--- DATASET RECORDS ---
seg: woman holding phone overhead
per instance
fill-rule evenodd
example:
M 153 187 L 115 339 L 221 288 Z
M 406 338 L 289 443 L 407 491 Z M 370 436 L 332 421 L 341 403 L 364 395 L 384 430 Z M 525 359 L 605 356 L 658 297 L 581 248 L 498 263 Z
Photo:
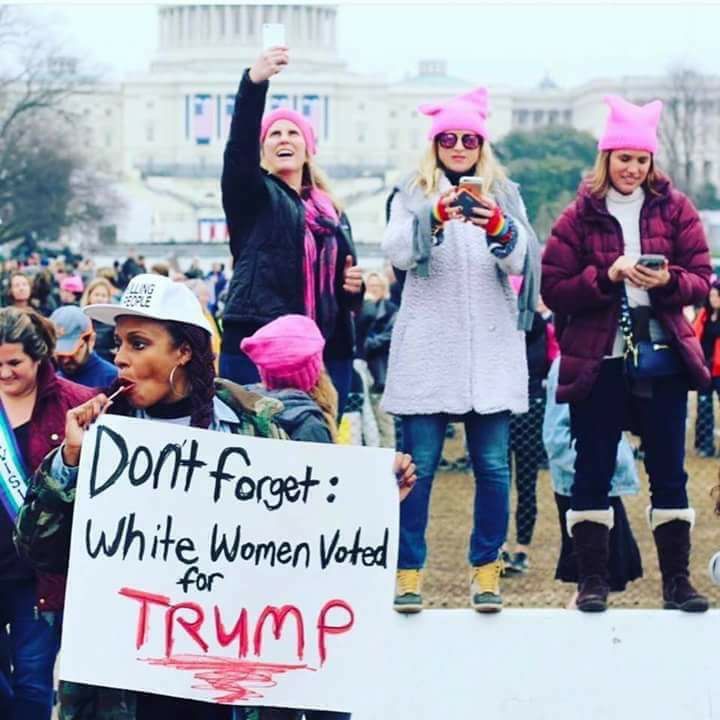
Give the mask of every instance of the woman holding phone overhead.
M 690 583 L 685 460 L 689 388 L 709 382 L 683 307 L 703 301 L 710 256 L 692 203 L 655 166 L 662 103 L 608 96 L 593 171 L 555 222 L 542 294 L 562 326 L 557 392 L 570 403 L 577 459 L 566 514 L 578 558 L 578 609 L 607 607 L 609 504 L 622 431 L 640 435 L 650 479 L 664 607 L 707 610 Z
M 409 272 L 382 405 L 402 417 L 402 449 L 418 477 L 400 508 L 395 609 L 422 609 L 430 491 L 446 426 L 462 421 L 476 482 L 470 604 L 496 612 L 510 413 L 528 409 L 523 331 L 537 300 L 539 249 L 490 148 L 485 88 L 420 111 L 431 118 L 430 142 L 419 170 L 394 192 L 383 239 L 392 264 Z M 517 300 L 508 274 L 524 275 Z
M 342 415 L 354 351 L 352 310 L 362 273 L 346 216 L 315 164 L 315 130 L 289 108 L 263 116 L 268 80 L 289 62 L 287 47 L 264 50 L 242 76 L 225 148 L 222 195 L 233 275 L 223 316 L 220 374 L 258 382 L 241 341 L 291 313 L 311 317 Z

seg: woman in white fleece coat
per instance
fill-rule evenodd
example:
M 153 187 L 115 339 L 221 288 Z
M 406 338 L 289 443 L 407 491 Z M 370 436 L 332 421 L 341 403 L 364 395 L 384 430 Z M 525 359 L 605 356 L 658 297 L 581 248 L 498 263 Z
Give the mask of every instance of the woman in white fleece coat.
M 487 142 L 485 89 L 420 110 L 432 117 L 431 146 L 397 189 L 383 239 L 393 265 L 409 271 L 383 407 L 402 417 L 403 450 L 418 468 L 401 508 L 395 609 L 422 609 L 430 490 L 447 423 L 461 420 L 476 480 L 471 605 L 494 612 L 502 607 L 510 413 L 528 410 L 525 335 L 508 275 L 536 286 L 539 250 L 517 187 Z M 481 194 L 458 190 L 466 175 L 482 177 Z

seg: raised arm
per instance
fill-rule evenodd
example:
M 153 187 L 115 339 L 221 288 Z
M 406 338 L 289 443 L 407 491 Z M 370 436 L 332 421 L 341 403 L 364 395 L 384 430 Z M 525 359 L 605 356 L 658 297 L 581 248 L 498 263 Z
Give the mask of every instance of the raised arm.
M 230 230 L 230 245 L 241 236 L 242 226 L 254 220 L 268 199 L 260 167 L 260 124 L 265 110 L 269 78 L 287 65 L 287 48 L 264 51 L 243 73 L 235 97 L 230 135 L 223 155 L 222 201 Z

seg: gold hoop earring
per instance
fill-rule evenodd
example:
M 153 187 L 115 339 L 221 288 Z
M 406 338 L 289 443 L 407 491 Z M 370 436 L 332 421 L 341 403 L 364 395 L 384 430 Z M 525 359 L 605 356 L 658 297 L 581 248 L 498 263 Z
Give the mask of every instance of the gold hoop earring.
M 168 378 L 168 382 L 170 383 L 170 390 L 172 390 L 173 395 L 180 396 L 180 393 L 175 389 L 175 371 L 180 367 L 180 364 L 176 365 L 171 371 L 170 371 L 170 377 Z

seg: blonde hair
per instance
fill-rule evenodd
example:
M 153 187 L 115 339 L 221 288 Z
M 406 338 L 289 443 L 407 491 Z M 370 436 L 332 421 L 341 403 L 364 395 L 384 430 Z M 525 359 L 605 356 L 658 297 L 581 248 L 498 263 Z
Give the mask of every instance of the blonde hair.
M 92 295 L 95 288 L 99 287 L 104 287 L 108 291 L 108 302 L 112 302 L 112 296 L 115 292 L 115 288 L 113 288 L 112 283 L 104 277 L 96 277 L 88 283 L 88 286 L 85 288 L 85 292 L 80 298 L 80 307 L 85 307 L 90 304 L 90 295 Z
M 315 401 L 323 414 L 325 424 L 330 432 L 331 440 L 336 443 L 338 438 L 337 411 L 338 411 L 338 394 L 333 385 L 327 370 L 323 369 L 320 373 L 315 386 L 310 390 L 308 395 Z
M 267 170 L 267 172 L 269 172 L 271 175 L 273 174 L 272 170 L 268 167 L 263 157 L 262 145 L 260 148 L 260 167 L 264 170 Z M 330 190 L 330 181 L 328 180 L 325 171 L 322 170 L 315 163 L 313 158 L 308 154 L 307 150 L 305 151 L 305 162 L 302 166 L 302 179 L 300 181 L 300 186 L 301 197 L 304 197 L 306 193 L 310 192 L 310 190 L 322 190 L 330 198 L 330 201 L 332 202 L 338 214 L 342 212 L 342 203 L 337 199 L 337 197 L 335 197 L 335 195 L 333 195 L 332 191 Z
M 480 157 L 475 165 L 475 175 L 483 178 L 486 192 L 492 192 L 495 183 L 507 180 L 505 170 L 495 157 L 489 142 L 483 142 L 480 146 Z M 419 187 L 426 196 L 434 195 L 440 187 L 442 176 L 443 170 L 438 161 L 436 143 L 433 141 L 420 160 L 413 187 Z
M 368 285 L 370 284 L 370 280 L 372 278 L 375 278 L 383 286 L 383 299 L 387 300 L 390 297 L 390 282 L 388 281 L 387 277 L 385 277 L 384 273 L 379 273 L 375 270 L 367 273 L 364 278 L 366 288 L 368 288 Z M 368 299 L 370 297 L 370 291 L 369 289 L 366 289 L 365 298 Z
M 612 187 L 612 183 L 610 182 L 611 152 L 613 151 L 601 150 L 595 158 L 593 169 L 585 176 L 585 182 L 587 183 L 590 194 L 597 198 L 606 197 Z M 655 185 L 662 178 L 664 178 L 664 175 L 655 167 L 655 156 L 651 153 L 650 170 L 648 170 L 647 177 L 642 184 L 645 192 L 659 195 L 660 193 L 655 189 Z

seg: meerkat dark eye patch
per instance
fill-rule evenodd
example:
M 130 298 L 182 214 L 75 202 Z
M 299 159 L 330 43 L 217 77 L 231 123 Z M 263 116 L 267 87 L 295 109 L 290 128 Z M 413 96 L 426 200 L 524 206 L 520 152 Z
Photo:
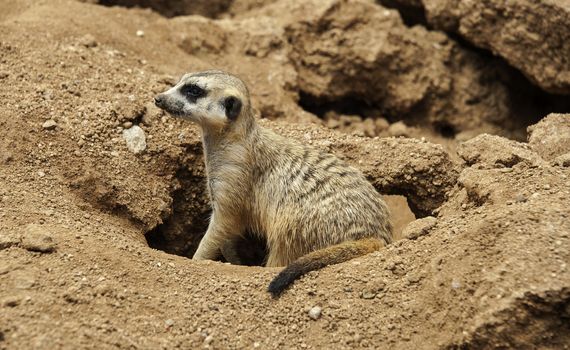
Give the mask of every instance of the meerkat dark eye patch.
M 206 95 L 206 90 L 196 84 L 186 84 L 180 89 L 180 92 L 191 102 L 196 102 L 197 99 Z
M 236 120 L 241 112 L 241 101 L 239 98 L 230 96 L 224 99 L 224 109 L 229 120 Z

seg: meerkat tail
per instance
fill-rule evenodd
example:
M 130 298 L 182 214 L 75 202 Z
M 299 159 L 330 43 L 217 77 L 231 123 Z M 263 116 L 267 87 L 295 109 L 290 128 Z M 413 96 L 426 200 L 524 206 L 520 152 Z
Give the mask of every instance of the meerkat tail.
M 357 241 L 346 241 L 303 255 L 285 267 L 271 281 L 267 291 L 273 297 L 279 296 L 297 278 L 304 274 L 322 269 L 328 265 L 339 264 L 350 259 L 375 252 L 386 244 L 378 238 L 363 238 Z

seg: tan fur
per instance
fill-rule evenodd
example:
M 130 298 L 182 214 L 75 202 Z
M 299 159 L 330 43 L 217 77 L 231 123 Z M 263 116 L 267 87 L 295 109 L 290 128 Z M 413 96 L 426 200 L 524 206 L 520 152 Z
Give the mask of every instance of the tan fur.
M 189 83 L 207 95 L 188 101 L 180 91 Z M 227 96 L 242 103 L 235 120 L 220 117 L 220 101 Z M 203 131 L 213 214 L 194 259 L 215 259 L 224 251 L 235 261 L 231 242 L 245 232 L 267 240 L 267 266 L 286 266 L 358 241 L 358 249 L 341 244 L 301 260 L 334 264 L 392 241 L 386 204 L 364 176 L 331 154 L 259 126 L 238 78 L 219 71 L 187 74 L 157 98 L 159 107 Z

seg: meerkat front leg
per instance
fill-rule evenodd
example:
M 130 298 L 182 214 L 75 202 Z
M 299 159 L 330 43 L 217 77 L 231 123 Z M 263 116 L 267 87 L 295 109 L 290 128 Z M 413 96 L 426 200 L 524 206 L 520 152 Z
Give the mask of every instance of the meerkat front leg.
M 193 260 L 217 259 L 221 254 L 221 249 L 220 249 L 221 236 L 222 233 L 220 233 L 219 229 L 215 225 L 212 225 L 212 222 L 210 222 L 210 226 L 208 226 L 208 230 L 206 231 L 204 237 L 202 237 L 202 240 L 198 245 L 198 249 L 196 249 L 196 252 L 194 253 L 192 259 Z
M 227 233 L 223 230 L 220 222 L 216 220 L 215 212 L 212 213 L 208 230 L 200 244 L 196 253 L 192 257 L 193 260 L 215 260 L 220 257 L 222 244 L 226 241 Z
M 232 227 L 232 231 L 227 228 Z M 216 218 L 216 214 L 212 214 L 210 219 L 210 225 L 208 230 L 200 244 L 194 256 L 193 260 L 215 260 L 224 255 L 224 258 L 232 264 L 239 264 L 240 260 L 235 252 L 235 244 L 233 243 L 236 236 L 239 236 L 239 232 L 235 232 L 238 229 L 237 225 L 229 225 L 227 222 L 220 222 Z M 227 254 L 227 256 L 226 256 Z

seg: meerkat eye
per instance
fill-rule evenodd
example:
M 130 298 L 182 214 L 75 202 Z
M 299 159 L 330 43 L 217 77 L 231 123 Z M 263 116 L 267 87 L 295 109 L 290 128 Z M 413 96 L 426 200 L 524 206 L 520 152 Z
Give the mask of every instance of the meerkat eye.
M 204 89 L 196 84 L 188 84 L 182 88 L 182 93 L 188 97 L 198 98 L 204 96 Z

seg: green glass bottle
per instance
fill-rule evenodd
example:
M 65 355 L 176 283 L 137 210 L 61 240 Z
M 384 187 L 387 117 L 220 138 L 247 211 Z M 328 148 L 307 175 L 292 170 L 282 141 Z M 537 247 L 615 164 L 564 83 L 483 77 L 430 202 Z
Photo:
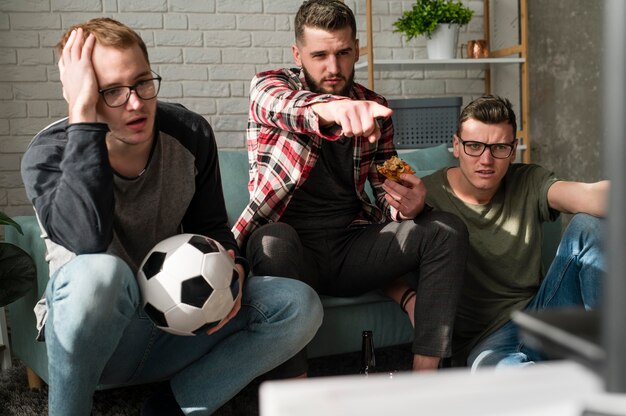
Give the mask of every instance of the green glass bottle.
M 363 331 L 361 343 L 361 370 L 360 374 L 376 372 L 376 356 L 374 354 L 374 336 L 372 331 Z

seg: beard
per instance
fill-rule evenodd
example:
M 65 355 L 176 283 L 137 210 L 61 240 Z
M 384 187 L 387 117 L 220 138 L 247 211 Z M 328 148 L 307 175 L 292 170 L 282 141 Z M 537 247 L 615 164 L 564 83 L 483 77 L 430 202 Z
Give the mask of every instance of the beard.
M 352 72 L 350 73 L 350 76 L 348 77 L 348 79 L 346 79 L 343 76 L 336 76 L 336 78 L 341 78 L 346 82 L 346 85 L 344 85 L 344 87 L 338 93 L 335 93 L 332 90 L 327 91 L 324 88 L 322 88 L 320 84 L 315 82 L 313 77 L 311 77 L 311 74 L 309 74 L 309 71 L 307 71 L 304 65 L 302 65 L 302 72 L 304 73 L 304 79 L 306 80 L 306 83 L 309 86 L 309 91 L 314 92 L 316 94 L 333 94 L 333 95 L 341 95 L 343 97 L 350 96 L 350 90 L 352 89 L 352 86 L 354 85 L 354 68 L 352 68 Z

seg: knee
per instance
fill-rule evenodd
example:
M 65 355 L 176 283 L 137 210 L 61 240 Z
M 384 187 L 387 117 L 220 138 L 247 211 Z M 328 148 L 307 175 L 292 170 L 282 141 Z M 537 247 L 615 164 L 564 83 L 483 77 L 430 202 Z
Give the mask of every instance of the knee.
M 283 277 L 257 276 L 249 279 L 245 288 L 249 294 L 245 303 L 265 316 L 277 316 L 282 322 L 290 322 L 289 333 L 297 339 L 305 339 L 308 343 L 322 324 L 322 302 L 306 283 Z
M 287 289 L 285 293 L 290 294 L 285 298 L 285 304 L 291 310 L 290 314 L 297 317 L 298 323 L 294 326 L 297 328 L 297 338 L 308 343 L 322 325 L 324 308 L 320 297 L 306 283 L 295 279 L 282 280 Z
M 135 275 L 119 257 L 109 254 L 85 254 L 72 259 L 53 276 L 48 302 L 71 302 L 77 312 L 97 310 L 121 295 L 139 298 Z
M 266 224 L 256 230 L 248 239 L 246 253 L 274 253 L 300 245 L 297 231 L 290 225 L 282 222 Z
M 602 219 L 593 215 L 578 213 L 570 220 L 566 232 L 597 236 L 602 229 Z
M 246 256 L 255 275 L 297 276 L 291 264 L 301 257 L 302 244 L 296 230 L 284 223 L 264 225 L 250 236 Z
M 600 246 L 602 238 L 603 220 L 593 215 L 579 213 L 572 217 L 563 240 L 578 241 L 582 246 Z
M 456 242 L 461 247 L 468 246 L 469 233 L 463 220 L 449 212 L 433 211 L 430 214 L 433 217 L 432 224 L 437 236 Z

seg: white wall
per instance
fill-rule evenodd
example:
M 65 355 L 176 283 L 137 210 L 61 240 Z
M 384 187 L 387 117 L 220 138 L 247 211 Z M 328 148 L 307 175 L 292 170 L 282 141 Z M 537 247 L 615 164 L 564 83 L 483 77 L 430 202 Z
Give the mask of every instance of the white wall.
M 459 44 L 482 38 L 482 0 Z M 348 0 L 365 43 L 365 0 Z M 392 23 L 412 1 L 373 0 L 375 56 L 425 57 Z M 66 115 L 53 47 L 72 24 L 109 16 L 135 28 L 163 78 L 160 98 L 205 116 L 222 148 L 245 147 L 248 86 L 260 71 L 292 64 L 293 16 L 299 0 L 0 0 L 0 210 L 31 214 L 19 165 L 31 138 Z M 388 98 L 463 96 L 483 91 L 479 68 L 434 68 L 376 74 Z M 367 83 L 365 71 L 357 80 Z M 0 231 L 1 233 L 1 231 Z

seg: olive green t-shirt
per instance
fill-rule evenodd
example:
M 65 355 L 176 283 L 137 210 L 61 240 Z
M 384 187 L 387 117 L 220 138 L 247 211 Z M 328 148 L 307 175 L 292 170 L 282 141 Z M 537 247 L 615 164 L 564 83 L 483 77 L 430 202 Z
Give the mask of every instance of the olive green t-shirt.
M 541 223 L 554 221 L 548 188 L 557 181 L 540 166 L 512 164 L 502 186 L 485 205 L 457 198 L 448 168 L 422 178 L 426 201 L 462 218 L 469 231 L 466 276 L 454 324 L 454 361 L 465 362 L 471 348 L 526 307 L 544 276 Z

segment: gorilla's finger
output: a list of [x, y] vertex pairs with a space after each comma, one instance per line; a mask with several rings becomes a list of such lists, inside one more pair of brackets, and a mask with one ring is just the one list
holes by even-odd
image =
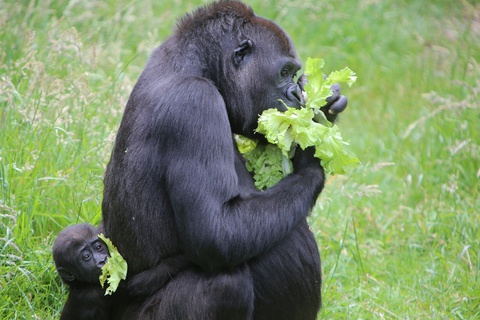
[[335, 102], [342, 94], [342, 87], [340, 87], [338, 83], [332, 84], [330, 90], [332, 90], [332, 95], [325, 99], [325, 101], [327, 101], [327, 104]]
[[328, 113], [330, 114], [338, 114], [340, 112], [343, 112], [348, 105], [348, 99], [345, 96], [339, 96], [337, 101], [332, 103], [330, 108], [328, 109]]
[[298, 80], [297, 80], [297, 84], [298, 86], [300, 87], [300, 89], [302, 89], [302, 91], [305, 91], [305, 85], [307, 84], [308, 80], [307, 80], [307, 76], [304, 74], [302, 74], [300, 77], [298, 77]]

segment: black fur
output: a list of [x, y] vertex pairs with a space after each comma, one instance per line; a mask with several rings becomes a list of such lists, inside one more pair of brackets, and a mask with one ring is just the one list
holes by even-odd
[[89, 224], [69, 226], [53, 245], [53, 260], [63, 282], [69, 286], [60, 320], [110, 319], [110, 297], [104, 297], [98, 277], [108, 258], [108, 249]]
[[[237, 1], [181, 20], [127, 103], [105, 174], [105, 232], [130, 274], [184, 256], [195, 267], [123, 319], [315, 319], [320, 257], [306, 217], [324, 186], [312, 150], [257, 190], [232, 139], [263, 110], [300, 107], [292, 41]], [[215, 294], [216, 293], [216, 294]], [[234, 315], [236, 317], [234, 317]]]
[[[53, 260], [62, 280], [69, 286], [61, 320], [115, 319], [112, 312], [119, 305], [153, 295], [191, 265], [181, 256], [165, 259], [131, 277], [128, 285], [122, 283], [113, 296], [105, 296], [99, 276], [109, 252], [98, 238], [102, 232], [102, 227], [97, 229], [84, 223], [65, 228], [55, 239]], [[85, 254], [89, 254], [88, 260], [83, 258]]]

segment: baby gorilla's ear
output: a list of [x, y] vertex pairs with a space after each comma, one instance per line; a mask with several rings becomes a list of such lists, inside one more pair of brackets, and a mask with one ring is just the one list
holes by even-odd
[[62, 277], [62, 279], [65, 281], [72, 282], [75, 280], [75, 276], [73, 275], [73, 273], [63, 267], [58, 268], [57, 272], [58, 274], [60, 274], [60, 277]]

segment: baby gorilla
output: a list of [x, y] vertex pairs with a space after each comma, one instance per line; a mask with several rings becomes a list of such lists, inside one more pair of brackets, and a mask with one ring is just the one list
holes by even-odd
[[76, 224], [61, 231], [53, 245], [53, 260], [58, 274], [70, 292], [60, 320], [110, 319], [111, 308], [124, 299], [141, 299], [162, 288], [179, 271], [187, 268], [183, 257], [165, 259], [152, 269], [135, 275], [113, 296], [105, 296], [99, 276], [109, 252], [98, 238], [102, 228]]
[[70, 293], [60, 317], [67, 319], [109, 319], [112, 297], [104, 296], [99, 276], [109, 257], [99, 230], [89, 224], [69, 226], [53, 244], [57, 272]]

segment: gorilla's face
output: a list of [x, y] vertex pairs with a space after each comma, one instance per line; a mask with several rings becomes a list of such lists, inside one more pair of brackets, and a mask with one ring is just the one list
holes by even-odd
[[276, 105], [280, 111], [286, 110], [285, 105], [293, 108], [305, 106], [302, 88], [296, 82], [297, 72], [300, 68], [301, 64], [297, 59], [279, 59], [277, 65], [273, 67], [276, 75], [272, 74], [271, 78], [276, 77], [276, 83], [271, 90], [272, 96], [265, 101], [267, 106], [271, 103], [270, 108]]
[[79, 280], [87, 283], [97, 283], [102, 274], [102, 267], [109, 257], [105, 243], [99, 238], [79, 243], [72, 250], [72, 260], [75, 261], [75, 269]]
[[109, 257], [97, 229], [89, 224], [67, 227], [55, 239], [53, 259], [60, 276], [70, 283], [98, 283]]
[[256, 138], [258, 117], [264, 110], [305, 105], [302, 87], [296, 82], [301, 62], [290, 38], [272, 22], [262, 23], [269, 28], [254, 29], [233, 51], [233, 67], [225, 79], [229, 89], [223, 90], [233, 131], [250, 138]]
---
**WORK INSTRUCTION**:
Lines in the data that hold "baby" are to be counted, and the number alone reported.

**RESULT BELOW**:
2